====== Brano proposto

Rivista Anarchica Online
Spagna: le urne disertate
di Josep Alemany
I risultati delle recenti elezioni legislative (1° marzo) non hanno provocato alcun cambiamento
sostanziale nel panorama politico spagnolo. Il partito al potere, U.C.D. (Unione di Centro
Democratico; guidata dal primo ministro Suarez), mantiene le sue posizioni (167 seggi, due in più
rispetto alle elezioni del 15 giugno 1977), seguito dal P.S.O.E. (socialisti, 121 seggi, 3 in più);
dopo questi due colossi viene il P.C.E. (comunisti, 23 deputati, 3 in più) ed altri vari partiti con
non più di 9 deputati.
Dal momento che tanto il P.S.O.E. quanto il P.C.E. mantengono più o meno le stesse posizioni di
due anni fa (in leggero calo di voti il P.S.O.E. e in leggero aumento il P.C.E.), alcuni osservatori
hanno giudicato la sinistra nel suo insieme, e soprattutto i socialisti, la vera sconfitta, dal momento
che speravano in un vero e proprio trionfo del P.S.O.E. (già si parlava di una "primavera
socialista") e in un significativo aumento delle altre forze di sinistra. Tanto per cambiare, le
profezie non si sono avverate.

============
====== Dati forniti

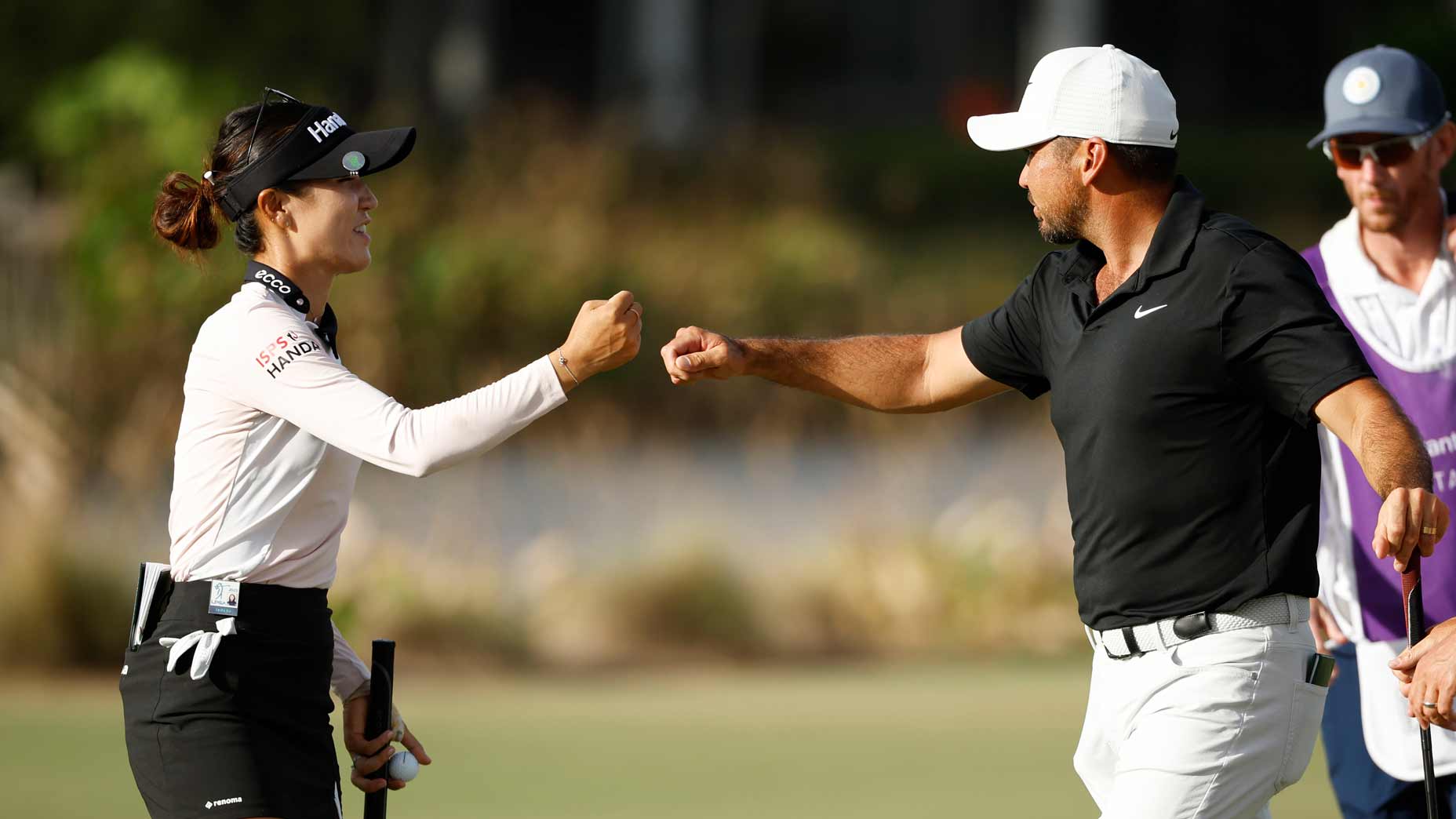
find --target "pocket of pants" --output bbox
[1274,682,1330,792]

============

Compiti ed esercizi:
A: Riscriva il brano sulle elezioni spagnole da "Dal momento che" fino a "si sono avverate." compreso, sostituendo "profezie" con "previsioni".
B: Prosegua il brano sulle elezioni spagnole dal punto in cui si interrompe.
Le righe non hanno alcun ruolo in questo lavoro.

Risposte scritte:
A:
Dal momento che tanto il P.S.O.E. quanto il P.C.E. mantengono più o meno le stesse posizioni di
due anni fa (in leggero calo di voti il P.S.O.E. e in leggero aumento il P.C.E.), alcuni osservatori
hanno giudicato la sinistra nel suo insieme, e soprattutto i socialisti, la vera sconfitta, dal momento
che speravano in un vero e proprio trionfo del P.S.O.E. (già si parlava di una "primavera
socialista") e in un significativo aumento delle altre forze di sinistra. Tanto per cambiare, le
previsioni non si sono avverate.

B:
Il dato più rilevante di queste elezioni è indubbiamente l'elevato tasso di astenuti: il 33,6% del
corpo elettorale, il che significa che su quasi 27 milioni di aventi diritto al voto, circa 9 milioni si
sono astenuti. Anche considerando l'"astensionismo tecnico" (gli ammalati, ecc.), si tratta pur
sempre di una percentuale considerevole, ancora più significativa se si tiene conto della campagna
pubblicitaria dei mass-media, della partecipazione di tutti i partiti, del fatto che per la prima volta
votavano tutti i maggiori di diciott'anni e che le elezioni si tenevano in un giorno feriale. Questo
astensionismo non si può paragonare a quello del referendum per approvare la costituzione (6
dicembre 1978) - 32,3% - poiché in quell'occasione vari partiti, compresi alcuni non di sinistra,
sostennero una posizione astensionista. Al contrario, queste elezioni legislative hanno visto la
partecipazione compatta di tutti i partiti e partitini, per minoritari ed "estremisti" che fossero: non
sono mancate all'appuntamento le rumorose sette trotzkiste, maoiste, marxiste-leniniste-nazionaliste, ecc., senza peraltro ottenere alcun deputato, fatta eccezione per i 3 seggi conquistati
da "Herri Batasuna", coalizione di diverse organizzazioni basche, alcune delle quali vicine
all'E.T.A. (organizzazione, questa, che professa un fanatismo nazionalista ultrautoritario tipo
I.R.A.).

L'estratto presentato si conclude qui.